_TASK GOAL_
Put the material below into a Markdown table with two columns, Row and Text: Row numbers each line in order, and Text holds that line. Skip blank lines and leave out the pictures.

_SUPPLIED MATERIAL_

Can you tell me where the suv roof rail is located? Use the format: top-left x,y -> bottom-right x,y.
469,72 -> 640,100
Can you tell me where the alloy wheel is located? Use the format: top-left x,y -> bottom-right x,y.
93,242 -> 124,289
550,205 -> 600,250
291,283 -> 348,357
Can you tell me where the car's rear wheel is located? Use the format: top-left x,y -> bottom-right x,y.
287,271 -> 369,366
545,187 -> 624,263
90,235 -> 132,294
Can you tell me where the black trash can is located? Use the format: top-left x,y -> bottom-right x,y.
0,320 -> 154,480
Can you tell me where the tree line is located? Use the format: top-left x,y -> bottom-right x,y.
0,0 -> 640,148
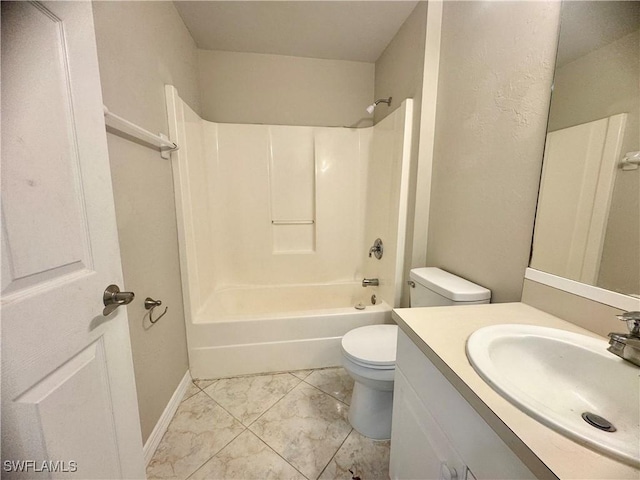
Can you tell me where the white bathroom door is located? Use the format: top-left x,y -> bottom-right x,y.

_TASK ANSWER_
| Row | Text |
|---|---|
| 1 | Can you tell me where the suv roof rail is located? Use the format: top-left x,y -> bottom-right x,y. |
| 2 | 469,72 -> 640,100 |
| 3 | Can you tell me where the alloy wheel is located? Use the format: top-left x,y -> bottom-right x,y. |
| 4 | 93,242 -> 124,289 |
| 5 | 550,205 -> 600,250 |
| 6 | 291,283 -> 348,357 |
| 7 | Can you tell me where the car's rear wheel is located? Use the format: top-left x,y -> bottom-right x,y. |
| 8 | 287,271 -> 369,366 |
| 9 | 545,187 -> 624,263 |
| 10 | 90,235 -> 132,294 |
| 11 | Can you tell me where the black trash can is located? Use the format: top-left x,y -> bottom-right x,y. |
| 12 | 0,320 -> 154,480 |
| 13 | Can you tell me where the tree line is located? Use the format: top-left x,y -> bottom-right x,y. |
| 14 | 0,0 -> 640,148 |
| 15 | Can you tell me where the white bathroom door is located? Use the format: top-left x,y -> bottom-right x,y. |